### [TASK TO CARRY OUT]
Extend the essay on keeping recipes and cookbooks below, beginning right after its final sentence.

What We Keep: Recipes

I love to bake, and I may love to cook. I have tried to start improving my cooking skills with some newly gifted cookbooks, and I talk about that experience here. With more rest and more time, I hope to develop a better appreciation for the art. I have long been fascinated by cookbooks as I am by all other books. So they and a random hodgepodge of printed, ripped out of magazine, photocopied recipes certainly contribute to my clutter. You guys. We keep our recipes from our delivery meals. We use EveryPlate and we keep the instruction cards. And yes, sometimes we even use them multiple times.  

My mom didn’t love to cook. But she did have a fair share of cookbooks and recipes that she counted among her favorites. I’m a tad disappointed that many of her recipes are in MY handwriting because she thought it was so much neater, but I did capture a few back in the day with a cook/scrapbook project I did to capture some favorite family recipes for my siblings and me. As we cleaned out the house this summer, we each chose the cookbooks that appealed to us. Some were left behind. (My siblings helped me to let go - Can’t keep everything with her handwriting in it. I know they were right.) We put them in the yard sale. And…here is what happened. A woman who was browsing bought them. She cried as she told me that her family had gotten rid of all the cookbooks that her mom had written in. She was going to cook through these and enjoy my mom’s notes. I’m glad we shared. I’m glad I kept a couple.

Back when my daughter got married (2015), I bought a book to record the family favorites for her. Then I couldn’t find it. Book clutter is real; the process of dealing with that  is coming. I have since stumbled upon it and am thinking of going through the drawer of doom and copying into it some of my favorites that are just floating around in there - to get rid of the paper mess. She may ultimately end up with the book anyway. I should PROBABLY get rid of the cookbooks that I HAVE NOT TOUCHED in years. (How are you betting?) The new ones are on display, and I am genuinely committed to using them, recording notes for my kids to worry about someday (or perhaps for a stranger who needs the comfort), and trying new food to get us out of a rut. I’ll be sharing them in the cook book articles. Hopefully recording this here will help me be more accountable about that.

### [RECORD EXCERPTS]

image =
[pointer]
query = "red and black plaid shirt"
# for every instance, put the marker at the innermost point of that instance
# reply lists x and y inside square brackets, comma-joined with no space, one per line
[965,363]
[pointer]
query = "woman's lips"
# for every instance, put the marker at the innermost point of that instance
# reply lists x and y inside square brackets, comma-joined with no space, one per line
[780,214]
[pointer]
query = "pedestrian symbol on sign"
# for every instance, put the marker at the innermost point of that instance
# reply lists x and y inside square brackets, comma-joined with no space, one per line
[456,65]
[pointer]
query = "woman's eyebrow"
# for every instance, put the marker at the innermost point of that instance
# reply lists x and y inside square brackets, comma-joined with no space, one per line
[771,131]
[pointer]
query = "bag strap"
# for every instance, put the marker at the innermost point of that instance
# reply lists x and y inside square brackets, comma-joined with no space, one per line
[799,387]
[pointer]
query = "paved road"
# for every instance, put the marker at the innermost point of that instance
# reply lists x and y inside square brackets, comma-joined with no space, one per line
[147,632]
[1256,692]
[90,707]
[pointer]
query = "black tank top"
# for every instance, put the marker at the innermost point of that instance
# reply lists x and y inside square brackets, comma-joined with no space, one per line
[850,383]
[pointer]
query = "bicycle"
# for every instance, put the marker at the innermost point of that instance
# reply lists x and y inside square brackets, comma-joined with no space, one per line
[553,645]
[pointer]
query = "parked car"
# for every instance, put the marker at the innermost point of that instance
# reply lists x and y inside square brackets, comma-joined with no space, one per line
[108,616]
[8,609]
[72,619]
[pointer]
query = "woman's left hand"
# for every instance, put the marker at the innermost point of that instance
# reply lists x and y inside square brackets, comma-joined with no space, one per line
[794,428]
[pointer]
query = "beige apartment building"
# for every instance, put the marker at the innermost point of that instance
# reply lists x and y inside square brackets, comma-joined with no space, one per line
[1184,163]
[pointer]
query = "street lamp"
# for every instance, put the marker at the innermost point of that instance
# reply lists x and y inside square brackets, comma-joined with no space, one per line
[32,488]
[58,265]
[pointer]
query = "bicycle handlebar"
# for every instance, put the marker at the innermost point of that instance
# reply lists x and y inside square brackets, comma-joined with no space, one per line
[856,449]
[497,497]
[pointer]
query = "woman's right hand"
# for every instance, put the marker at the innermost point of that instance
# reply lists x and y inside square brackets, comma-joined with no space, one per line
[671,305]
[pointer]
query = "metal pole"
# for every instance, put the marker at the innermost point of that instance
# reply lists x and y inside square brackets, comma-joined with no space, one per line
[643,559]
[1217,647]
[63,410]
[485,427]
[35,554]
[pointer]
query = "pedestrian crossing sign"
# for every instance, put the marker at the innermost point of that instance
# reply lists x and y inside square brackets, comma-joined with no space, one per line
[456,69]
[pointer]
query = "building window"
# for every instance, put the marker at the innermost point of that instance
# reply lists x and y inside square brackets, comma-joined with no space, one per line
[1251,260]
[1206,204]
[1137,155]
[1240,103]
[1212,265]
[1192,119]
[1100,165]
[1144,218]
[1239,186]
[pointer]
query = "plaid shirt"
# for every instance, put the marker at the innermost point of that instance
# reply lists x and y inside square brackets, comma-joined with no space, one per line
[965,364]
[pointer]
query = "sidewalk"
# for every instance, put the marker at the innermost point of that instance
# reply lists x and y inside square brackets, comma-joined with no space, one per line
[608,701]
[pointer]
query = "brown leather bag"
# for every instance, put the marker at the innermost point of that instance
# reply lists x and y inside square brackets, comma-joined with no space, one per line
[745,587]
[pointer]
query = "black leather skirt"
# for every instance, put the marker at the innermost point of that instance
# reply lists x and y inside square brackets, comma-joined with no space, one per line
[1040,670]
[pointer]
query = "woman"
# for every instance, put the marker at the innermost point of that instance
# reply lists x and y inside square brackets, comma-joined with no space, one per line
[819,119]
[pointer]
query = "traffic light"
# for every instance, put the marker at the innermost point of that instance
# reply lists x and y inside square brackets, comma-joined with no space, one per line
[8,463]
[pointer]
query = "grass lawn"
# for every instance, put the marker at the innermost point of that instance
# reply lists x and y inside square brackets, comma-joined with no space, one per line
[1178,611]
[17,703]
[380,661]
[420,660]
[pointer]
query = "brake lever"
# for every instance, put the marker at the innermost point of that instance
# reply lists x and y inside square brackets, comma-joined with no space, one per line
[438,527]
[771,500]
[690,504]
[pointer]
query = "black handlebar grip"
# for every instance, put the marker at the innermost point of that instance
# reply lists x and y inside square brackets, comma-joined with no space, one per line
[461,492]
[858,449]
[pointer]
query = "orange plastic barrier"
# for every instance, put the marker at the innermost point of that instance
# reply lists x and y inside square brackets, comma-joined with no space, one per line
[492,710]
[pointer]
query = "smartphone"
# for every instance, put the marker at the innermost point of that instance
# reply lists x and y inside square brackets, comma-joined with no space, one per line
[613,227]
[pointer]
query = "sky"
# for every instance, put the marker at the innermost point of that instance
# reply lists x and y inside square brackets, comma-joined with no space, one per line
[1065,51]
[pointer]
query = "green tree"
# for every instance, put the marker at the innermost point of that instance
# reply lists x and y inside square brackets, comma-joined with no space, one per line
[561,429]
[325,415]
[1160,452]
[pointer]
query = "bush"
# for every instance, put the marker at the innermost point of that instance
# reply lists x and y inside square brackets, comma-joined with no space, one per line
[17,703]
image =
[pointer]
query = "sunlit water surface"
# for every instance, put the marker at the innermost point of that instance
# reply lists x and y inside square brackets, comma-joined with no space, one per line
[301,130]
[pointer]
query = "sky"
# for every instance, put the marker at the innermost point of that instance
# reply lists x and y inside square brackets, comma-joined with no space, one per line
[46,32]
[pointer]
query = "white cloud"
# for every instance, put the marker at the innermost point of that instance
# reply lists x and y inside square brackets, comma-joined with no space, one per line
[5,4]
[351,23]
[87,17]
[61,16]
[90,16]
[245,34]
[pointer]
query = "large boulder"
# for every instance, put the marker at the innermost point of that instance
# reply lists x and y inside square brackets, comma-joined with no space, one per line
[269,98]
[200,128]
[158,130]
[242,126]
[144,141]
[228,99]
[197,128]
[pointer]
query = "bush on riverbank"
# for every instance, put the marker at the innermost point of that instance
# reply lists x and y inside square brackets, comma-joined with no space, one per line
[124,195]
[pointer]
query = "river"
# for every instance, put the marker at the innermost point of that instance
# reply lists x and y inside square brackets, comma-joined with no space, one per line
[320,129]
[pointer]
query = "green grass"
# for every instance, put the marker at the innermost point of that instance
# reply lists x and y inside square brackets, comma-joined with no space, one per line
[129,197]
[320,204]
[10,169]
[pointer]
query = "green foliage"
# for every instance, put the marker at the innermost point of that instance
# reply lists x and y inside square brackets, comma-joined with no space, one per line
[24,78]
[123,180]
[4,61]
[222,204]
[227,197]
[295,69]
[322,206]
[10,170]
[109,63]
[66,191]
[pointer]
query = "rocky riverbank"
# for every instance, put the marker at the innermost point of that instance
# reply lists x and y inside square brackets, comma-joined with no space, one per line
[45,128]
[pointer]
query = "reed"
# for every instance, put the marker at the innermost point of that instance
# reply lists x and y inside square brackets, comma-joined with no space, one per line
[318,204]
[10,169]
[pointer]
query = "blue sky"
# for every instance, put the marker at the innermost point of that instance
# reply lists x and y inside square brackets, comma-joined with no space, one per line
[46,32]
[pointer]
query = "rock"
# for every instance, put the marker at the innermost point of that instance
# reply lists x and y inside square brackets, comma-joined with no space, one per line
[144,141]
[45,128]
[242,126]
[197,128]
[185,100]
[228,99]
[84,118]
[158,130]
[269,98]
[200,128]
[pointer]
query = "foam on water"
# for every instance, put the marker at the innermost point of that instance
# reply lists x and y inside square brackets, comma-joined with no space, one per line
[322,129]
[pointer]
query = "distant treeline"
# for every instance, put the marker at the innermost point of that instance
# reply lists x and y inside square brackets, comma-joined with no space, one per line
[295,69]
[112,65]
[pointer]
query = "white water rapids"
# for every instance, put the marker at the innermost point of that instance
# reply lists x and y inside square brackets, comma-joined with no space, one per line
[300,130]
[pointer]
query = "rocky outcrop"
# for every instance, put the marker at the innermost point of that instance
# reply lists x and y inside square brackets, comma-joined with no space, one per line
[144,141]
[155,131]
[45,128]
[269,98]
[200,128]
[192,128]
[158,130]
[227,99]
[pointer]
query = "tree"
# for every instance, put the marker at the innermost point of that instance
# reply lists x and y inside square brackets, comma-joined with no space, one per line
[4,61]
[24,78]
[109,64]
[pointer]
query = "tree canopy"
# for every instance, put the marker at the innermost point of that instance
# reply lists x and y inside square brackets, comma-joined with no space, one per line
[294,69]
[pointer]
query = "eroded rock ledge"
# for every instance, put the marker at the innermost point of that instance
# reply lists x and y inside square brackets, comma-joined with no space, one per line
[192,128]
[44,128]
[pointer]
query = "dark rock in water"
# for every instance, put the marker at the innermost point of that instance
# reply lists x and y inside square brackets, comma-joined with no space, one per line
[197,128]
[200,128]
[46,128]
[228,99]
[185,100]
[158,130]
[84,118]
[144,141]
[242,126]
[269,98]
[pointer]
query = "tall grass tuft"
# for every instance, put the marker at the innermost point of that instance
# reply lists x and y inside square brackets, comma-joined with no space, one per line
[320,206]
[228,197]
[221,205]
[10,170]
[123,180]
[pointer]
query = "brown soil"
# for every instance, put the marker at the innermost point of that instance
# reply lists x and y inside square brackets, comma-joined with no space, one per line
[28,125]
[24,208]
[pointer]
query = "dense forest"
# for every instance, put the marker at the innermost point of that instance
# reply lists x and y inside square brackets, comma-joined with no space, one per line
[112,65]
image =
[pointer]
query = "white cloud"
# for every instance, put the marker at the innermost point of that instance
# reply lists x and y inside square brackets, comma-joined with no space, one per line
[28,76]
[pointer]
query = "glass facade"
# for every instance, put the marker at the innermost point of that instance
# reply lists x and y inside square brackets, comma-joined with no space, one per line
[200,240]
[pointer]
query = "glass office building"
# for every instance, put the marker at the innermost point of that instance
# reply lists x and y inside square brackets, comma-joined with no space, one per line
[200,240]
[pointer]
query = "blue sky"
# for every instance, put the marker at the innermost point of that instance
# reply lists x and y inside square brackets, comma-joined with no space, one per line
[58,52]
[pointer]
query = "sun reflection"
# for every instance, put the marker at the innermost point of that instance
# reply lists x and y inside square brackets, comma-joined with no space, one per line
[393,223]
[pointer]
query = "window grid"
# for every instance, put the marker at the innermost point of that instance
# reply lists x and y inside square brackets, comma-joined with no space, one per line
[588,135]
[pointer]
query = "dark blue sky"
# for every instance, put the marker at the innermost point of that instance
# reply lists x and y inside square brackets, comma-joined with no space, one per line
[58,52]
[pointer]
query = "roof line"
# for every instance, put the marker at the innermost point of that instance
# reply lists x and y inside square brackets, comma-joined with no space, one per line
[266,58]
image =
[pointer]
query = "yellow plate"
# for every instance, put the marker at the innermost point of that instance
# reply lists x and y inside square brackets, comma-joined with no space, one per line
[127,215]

### [EXERCISE RESULT]
And last, but certainly not least, spaghetti, which has long been one of my favorite foods. I love it - with meat sauce, with meatballs, if I’m dieting, with just sauce. Since I married in 1988, I have enjoyed my spaghetti with my in-laws’ homemade spaghetti sauce. They grow the tomatoes (most years) and transform them into this delicious sauce. This spaghetti sauce  is the only one that my kids know. As our family grew, my mother and father in law  single handedly kept the whole family in sauce. My kids in college got homemade sauce. Time is a thief. Cancer and age made this task pretty difficult this year. So…my husband and I got our lesson. Two different Sunday afternoons we stepped in to learn the craft. Let’s be clear, they had the process honed to perfection. We had much to learn, and like driving a car, I suspect when we step into the kitchen ourselves someday, it will be a bit like we had never practiced. But I am grateful that we are preserving the recipe that is so much at the heart of our family and that we are learning from the experts. I hope that we can continue in love as they have done - that someday our grandboy will remember our sauce and that it will remind him of the love that his great grandparents have for him and his parents and his grandparents. And the love we have for him is well. This…is something we will keep.